◆ **Task description**: Copy every line of the data exactly, leaving nothing out.

Point-per-instance localization data
=== Begin Enclosure ===

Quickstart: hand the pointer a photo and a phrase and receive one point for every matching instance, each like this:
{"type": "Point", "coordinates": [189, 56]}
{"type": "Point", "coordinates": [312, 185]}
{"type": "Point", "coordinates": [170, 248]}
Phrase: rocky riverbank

=== End Enclosure ===

◆ **Expected output**:
Quickstart: hand the pointer a photo and a phrase and receive one point for every matching instance, each like this:
{"type": "Point", "coordinates": [189, 56]}
{"type": "Point", "coordinates": [312, 185]}
{"type": "Point", "coordinates": [170, 248]}
Phrase: rocky riverbank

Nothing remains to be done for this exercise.